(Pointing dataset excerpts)
------------------------------------------------------------------------
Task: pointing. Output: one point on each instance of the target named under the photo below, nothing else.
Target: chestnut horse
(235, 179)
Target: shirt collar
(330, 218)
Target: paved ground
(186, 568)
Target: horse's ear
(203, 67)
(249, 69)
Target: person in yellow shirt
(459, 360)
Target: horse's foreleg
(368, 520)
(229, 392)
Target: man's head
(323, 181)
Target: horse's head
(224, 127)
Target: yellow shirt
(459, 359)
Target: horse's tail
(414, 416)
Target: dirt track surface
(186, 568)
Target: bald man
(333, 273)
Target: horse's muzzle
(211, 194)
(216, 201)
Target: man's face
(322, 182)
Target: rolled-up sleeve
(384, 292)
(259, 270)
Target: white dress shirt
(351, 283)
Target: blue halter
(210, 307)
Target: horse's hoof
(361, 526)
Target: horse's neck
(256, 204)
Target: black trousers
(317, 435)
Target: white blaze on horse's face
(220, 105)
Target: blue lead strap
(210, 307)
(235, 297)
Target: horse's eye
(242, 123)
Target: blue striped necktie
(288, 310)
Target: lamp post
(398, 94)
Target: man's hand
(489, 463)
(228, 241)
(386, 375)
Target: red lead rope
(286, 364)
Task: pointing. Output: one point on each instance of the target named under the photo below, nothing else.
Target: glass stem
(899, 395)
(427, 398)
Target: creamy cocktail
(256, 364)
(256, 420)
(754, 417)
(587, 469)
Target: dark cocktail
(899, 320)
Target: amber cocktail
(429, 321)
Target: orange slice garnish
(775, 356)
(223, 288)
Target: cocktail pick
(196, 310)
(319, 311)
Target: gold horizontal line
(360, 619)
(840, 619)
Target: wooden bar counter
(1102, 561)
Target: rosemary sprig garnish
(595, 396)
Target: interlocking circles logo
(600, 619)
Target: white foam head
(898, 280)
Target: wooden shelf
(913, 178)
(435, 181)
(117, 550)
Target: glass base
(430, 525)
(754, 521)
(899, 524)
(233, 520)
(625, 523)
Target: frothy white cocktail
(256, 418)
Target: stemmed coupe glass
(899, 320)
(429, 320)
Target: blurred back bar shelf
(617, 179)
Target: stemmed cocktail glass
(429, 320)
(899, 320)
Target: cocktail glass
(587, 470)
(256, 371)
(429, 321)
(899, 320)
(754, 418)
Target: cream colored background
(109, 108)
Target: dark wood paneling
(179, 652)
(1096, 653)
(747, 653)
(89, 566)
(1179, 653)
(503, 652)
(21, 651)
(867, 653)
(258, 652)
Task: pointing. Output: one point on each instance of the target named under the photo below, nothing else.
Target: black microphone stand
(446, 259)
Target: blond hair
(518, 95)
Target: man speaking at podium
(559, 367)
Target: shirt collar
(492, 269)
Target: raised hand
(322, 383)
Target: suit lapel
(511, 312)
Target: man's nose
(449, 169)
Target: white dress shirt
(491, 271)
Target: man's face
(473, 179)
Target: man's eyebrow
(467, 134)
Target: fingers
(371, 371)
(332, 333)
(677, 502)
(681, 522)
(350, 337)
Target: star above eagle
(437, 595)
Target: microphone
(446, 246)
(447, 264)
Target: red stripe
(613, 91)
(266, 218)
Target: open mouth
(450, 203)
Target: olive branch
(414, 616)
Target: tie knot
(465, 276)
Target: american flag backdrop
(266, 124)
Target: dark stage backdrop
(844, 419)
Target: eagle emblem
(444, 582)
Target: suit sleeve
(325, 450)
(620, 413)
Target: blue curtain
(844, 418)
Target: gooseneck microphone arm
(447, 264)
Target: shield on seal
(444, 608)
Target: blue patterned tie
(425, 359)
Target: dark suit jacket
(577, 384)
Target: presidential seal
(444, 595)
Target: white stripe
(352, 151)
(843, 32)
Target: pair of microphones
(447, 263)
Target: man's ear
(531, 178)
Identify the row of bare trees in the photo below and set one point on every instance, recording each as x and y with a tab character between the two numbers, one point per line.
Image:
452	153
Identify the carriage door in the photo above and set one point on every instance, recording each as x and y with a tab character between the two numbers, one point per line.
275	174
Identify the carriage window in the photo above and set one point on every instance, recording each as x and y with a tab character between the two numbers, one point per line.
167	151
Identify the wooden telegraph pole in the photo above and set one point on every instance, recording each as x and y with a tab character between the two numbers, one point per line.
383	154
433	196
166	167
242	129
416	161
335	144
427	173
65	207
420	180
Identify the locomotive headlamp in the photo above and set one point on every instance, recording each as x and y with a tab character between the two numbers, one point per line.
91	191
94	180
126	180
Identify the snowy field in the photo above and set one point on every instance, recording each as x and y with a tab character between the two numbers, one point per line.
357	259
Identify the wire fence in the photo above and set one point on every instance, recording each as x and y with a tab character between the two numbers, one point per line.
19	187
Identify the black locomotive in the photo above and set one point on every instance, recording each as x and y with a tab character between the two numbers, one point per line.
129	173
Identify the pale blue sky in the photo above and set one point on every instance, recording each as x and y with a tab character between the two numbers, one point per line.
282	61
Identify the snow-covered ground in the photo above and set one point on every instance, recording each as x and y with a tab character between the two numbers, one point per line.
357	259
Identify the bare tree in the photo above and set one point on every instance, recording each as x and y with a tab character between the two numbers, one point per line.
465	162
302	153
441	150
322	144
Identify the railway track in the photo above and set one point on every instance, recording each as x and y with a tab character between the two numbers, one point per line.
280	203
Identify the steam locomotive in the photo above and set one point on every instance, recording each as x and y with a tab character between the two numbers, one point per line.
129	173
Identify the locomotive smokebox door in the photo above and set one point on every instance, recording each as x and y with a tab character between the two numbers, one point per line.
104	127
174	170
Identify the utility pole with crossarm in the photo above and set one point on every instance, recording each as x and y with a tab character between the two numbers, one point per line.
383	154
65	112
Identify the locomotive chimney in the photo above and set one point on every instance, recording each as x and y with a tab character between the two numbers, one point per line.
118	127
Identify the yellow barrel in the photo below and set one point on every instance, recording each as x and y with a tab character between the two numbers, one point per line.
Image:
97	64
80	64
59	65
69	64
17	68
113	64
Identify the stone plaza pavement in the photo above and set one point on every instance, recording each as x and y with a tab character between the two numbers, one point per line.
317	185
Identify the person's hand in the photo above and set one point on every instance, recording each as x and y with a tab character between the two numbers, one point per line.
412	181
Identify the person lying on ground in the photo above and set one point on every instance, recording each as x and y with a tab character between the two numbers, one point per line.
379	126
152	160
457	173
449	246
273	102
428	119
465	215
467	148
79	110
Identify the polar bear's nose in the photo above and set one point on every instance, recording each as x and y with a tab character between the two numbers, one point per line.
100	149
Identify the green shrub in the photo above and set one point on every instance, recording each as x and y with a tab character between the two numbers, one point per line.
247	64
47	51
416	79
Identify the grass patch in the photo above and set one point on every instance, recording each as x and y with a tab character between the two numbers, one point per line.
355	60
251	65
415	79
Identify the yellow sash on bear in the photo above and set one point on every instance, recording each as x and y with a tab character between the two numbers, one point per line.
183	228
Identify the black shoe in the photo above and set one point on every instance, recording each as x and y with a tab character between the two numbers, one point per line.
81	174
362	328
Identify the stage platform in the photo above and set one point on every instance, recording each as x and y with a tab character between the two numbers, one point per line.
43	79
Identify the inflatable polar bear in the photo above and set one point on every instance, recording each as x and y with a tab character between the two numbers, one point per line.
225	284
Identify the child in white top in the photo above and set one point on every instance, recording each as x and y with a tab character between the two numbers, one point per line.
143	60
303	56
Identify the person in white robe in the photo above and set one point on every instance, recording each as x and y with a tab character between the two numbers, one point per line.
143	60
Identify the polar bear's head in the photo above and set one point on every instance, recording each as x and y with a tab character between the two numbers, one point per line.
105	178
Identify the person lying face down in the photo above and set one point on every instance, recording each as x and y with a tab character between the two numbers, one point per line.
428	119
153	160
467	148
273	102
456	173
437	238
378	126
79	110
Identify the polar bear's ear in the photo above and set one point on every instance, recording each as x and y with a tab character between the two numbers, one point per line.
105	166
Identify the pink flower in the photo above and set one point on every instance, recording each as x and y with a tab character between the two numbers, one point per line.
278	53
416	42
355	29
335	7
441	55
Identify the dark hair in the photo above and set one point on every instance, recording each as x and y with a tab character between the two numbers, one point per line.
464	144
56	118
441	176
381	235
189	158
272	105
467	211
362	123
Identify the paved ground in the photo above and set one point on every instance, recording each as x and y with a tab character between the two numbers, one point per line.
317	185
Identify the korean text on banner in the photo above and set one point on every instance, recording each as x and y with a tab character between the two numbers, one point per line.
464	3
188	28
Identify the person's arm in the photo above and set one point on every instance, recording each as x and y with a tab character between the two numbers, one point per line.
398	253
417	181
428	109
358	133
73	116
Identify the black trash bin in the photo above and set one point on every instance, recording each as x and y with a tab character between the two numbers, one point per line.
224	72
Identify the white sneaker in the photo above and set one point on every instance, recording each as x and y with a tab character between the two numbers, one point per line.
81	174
------------------------------------------------------------------------
- [To do]:
Your answer should consist only of the lines from the one with "Identify the korean" through the end of the data above, reproduced exactly.

- [Answer to the exercise]:
Identify the korean text on banner in the photo above and set one point on every instance, recording each as x and y with a tab character between the two numbers, one point per line.
464	3
188	28
Identify the person's arm in the photo above and set one point on every instance, recording each as x and y with a tab character between the two numbers, one point per line.
398	253
417	181
428	109
358	133
73	116
Identify the black trash bin in the photo above and set one point on every instance, recording each as x and y with a tab character between the two numbers, one point per line.
224	72
Identify the white sneaker in the photo above and set one point on every instance, recording each as x and y with a tab character between the two numbers, one point per line.
81	174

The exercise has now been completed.